▶ _Directive_: Rewrite the rows below, substituting "check" for "determine" wherever it appears and leaving everything else unchanged.

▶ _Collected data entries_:
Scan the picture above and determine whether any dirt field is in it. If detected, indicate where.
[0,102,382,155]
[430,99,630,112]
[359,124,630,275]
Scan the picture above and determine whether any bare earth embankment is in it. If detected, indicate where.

▶ _Reply to the task_:
Scan the picture above and check whether any dirt field is in it. If detected, indicate where.
[0,102,382,155]
[430,99,630,112]
[359,124,630,275]
Scan the picture above and check whether any bare earth embankment is in it. If detected, indicate where.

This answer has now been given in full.